All that is wanted is an exact copy of the lines below, starting at the one that contains "If you could tag the metal picnic shelter" and running to the end.

## [Records provided]
═══

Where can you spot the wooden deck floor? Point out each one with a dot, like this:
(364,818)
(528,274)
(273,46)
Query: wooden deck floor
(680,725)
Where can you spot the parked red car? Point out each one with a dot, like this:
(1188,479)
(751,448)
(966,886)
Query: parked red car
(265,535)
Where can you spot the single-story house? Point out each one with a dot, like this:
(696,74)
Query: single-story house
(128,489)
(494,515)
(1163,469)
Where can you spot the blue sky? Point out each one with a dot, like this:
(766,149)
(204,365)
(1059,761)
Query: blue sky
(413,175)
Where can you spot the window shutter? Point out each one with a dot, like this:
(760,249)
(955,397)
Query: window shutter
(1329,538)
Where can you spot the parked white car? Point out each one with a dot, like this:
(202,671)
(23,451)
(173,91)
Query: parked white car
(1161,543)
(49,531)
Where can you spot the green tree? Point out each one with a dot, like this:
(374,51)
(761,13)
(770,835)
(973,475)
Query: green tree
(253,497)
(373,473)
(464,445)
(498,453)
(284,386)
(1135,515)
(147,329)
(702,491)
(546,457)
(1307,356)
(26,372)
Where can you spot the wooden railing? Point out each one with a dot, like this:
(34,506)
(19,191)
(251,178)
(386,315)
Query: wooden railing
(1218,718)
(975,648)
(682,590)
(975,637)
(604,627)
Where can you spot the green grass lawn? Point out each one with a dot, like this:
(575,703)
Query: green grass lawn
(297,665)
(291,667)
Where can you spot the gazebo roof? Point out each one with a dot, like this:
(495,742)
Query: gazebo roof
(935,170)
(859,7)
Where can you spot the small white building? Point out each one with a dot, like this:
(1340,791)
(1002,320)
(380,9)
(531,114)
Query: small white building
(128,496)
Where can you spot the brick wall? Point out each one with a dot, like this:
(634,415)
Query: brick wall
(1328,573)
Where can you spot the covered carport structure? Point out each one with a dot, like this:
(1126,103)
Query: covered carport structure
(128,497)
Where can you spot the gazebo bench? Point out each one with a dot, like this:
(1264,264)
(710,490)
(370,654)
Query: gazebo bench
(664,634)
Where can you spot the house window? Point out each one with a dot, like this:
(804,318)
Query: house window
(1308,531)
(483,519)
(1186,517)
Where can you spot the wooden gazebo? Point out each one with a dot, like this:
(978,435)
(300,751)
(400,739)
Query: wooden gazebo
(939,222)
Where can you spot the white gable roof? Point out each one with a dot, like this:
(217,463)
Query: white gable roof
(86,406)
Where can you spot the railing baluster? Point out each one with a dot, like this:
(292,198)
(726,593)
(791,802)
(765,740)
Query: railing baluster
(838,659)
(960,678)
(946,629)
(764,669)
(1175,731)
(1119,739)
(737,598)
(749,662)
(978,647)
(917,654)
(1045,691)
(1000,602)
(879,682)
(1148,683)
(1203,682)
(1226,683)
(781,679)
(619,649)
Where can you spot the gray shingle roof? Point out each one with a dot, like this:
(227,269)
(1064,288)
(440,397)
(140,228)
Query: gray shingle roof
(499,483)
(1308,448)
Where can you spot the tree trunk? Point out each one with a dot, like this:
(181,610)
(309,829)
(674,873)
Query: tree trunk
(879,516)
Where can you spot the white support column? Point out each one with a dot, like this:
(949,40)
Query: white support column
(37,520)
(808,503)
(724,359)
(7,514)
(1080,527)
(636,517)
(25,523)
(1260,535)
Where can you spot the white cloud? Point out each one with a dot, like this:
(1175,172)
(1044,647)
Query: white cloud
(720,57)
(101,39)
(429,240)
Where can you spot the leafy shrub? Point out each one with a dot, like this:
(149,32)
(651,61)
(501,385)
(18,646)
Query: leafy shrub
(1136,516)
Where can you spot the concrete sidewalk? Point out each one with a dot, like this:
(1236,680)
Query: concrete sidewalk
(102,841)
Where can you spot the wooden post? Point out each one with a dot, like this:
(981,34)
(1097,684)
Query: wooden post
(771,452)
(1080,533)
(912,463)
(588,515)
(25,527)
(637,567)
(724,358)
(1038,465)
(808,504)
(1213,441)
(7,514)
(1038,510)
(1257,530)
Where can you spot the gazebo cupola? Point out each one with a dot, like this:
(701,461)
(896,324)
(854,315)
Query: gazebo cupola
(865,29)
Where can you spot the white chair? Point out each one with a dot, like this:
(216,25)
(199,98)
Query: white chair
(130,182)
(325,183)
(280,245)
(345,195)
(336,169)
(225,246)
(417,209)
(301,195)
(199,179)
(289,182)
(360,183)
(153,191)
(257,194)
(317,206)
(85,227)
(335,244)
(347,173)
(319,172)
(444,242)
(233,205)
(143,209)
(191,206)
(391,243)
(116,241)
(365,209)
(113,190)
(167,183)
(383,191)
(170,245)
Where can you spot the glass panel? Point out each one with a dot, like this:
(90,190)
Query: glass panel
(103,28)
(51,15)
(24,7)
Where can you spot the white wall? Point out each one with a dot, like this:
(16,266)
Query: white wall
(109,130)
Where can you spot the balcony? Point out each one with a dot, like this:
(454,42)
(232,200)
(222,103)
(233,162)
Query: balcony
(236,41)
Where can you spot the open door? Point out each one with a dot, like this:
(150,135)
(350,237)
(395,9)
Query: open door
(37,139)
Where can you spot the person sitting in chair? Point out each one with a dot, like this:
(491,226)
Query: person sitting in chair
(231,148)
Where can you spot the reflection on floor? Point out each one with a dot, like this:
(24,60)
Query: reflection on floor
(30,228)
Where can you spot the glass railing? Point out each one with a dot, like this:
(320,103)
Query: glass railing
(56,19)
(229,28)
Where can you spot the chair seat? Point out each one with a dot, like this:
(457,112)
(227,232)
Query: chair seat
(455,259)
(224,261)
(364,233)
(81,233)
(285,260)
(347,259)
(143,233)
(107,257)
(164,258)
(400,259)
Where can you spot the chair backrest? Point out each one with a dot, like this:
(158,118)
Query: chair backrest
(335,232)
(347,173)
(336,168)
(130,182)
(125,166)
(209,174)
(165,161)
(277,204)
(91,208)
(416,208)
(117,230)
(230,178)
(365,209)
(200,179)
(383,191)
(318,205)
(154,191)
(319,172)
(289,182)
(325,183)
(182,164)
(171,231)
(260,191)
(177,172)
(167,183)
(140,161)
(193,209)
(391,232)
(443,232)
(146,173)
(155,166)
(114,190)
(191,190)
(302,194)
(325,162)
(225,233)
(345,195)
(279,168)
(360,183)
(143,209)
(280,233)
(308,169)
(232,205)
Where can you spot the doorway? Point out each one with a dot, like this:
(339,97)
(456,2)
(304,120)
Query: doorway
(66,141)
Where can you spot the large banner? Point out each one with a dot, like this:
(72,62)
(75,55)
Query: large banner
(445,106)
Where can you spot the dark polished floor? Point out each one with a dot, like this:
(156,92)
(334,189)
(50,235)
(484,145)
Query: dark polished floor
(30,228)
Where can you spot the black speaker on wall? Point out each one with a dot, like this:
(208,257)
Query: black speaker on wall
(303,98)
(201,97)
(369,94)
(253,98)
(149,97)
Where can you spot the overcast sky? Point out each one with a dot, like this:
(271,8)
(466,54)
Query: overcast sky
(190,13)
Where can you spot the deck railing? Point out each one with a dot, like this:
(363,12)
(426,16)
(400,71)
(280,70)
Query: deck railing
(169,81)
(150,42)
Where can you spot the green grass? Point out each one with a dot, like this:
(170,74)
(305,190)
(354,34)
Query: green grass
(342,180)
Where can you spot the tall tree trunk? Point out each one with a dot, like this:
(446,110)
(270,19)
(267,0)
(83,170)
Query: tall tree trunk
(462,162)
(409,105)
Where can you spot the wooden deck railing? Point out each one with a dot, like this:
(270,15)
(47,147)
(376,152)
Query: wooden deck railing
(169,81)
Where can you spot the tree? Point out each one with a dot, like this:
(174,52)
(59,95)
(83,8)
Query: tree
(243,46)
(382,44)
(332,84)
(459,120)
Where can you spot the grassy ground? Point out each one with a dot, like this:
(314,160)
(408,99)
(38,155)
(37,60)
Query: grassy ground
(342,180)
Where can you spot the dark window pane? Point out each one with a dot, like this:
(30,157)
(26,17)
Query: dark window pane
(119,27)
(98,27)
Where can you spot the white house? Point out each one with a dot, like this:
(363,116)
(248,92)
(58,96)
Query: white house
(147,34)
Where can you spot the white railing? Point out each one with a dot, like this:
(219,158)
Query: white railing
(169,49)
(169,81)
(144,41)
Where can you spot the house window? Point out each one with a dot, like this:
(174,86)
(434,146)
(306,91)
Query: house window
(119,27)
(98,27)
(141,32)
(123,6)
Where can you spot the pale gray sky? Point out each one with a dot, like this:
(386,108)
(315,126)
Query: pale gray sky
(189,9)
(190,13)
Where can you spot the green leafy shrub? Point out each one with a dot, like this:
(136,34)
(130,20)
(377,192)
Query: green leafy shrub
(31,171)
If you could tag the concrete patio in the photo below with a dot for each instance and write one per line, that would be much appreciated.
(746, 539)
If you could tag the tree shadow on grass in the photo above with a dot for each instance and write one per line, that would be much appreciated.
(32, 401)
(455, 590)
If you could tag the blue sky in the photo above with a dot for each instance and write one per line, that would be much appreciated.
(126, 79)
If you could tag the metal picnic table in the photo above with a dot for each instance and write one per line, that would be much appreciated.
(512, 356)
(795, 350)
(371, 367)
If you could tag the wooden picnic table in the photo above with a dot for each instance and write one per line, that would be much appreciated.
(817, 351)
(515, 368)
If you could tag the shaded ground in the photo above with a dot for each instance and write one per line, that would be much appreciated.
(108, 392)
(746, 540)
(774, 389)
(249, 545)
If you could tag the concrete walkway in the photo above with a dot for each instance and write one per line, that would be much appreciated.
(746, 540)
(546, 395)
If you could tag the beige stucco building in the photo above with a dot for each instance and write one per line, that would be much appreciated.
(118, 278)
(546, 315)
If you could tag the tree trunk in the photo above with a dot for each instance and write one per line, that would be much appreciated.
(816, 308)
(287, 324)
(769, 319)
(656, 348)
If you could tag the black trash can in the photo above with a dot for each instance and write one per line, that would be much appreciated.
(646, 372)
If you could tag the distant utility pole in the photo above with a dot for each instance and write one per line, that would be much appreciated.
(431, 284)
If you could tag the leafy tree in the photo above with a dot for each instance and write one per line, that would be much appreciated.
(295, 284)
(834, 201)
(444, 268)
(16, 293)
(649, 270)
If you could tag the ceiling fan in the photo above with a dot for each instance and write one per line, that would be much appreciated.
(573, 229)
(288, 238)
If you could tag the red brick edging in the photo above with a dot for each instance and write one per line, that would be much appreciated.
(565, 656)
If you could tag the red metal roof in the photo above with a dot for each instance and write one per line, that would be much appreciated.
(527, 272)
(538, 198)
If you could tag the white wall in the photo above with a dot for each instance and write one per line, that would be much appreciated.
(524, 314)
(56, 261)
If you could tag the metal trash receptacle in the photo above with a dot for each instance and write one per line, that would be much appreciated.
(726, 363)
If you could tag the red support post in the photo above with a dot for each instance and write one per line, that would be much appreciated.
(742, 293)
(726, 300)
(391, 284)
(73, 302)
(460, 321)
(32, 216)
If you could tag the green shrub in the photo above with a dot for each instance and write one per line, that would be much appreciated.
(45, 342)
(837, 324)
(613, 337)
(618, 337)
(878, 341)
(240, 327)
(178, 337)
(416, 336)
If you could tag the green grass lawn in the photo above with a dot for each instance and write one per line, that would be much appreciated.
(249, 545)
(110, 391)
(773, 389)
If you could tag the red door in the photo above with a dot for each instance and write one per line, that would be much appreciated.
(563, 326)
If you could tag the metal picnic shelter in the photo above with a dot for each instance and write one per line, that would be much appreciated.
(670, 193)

═══

## [Completed task]
If you could tag the metal picnic shelter in the photo above with a dot for each instance and write one per line, that would be much appreciated.
(670, 193)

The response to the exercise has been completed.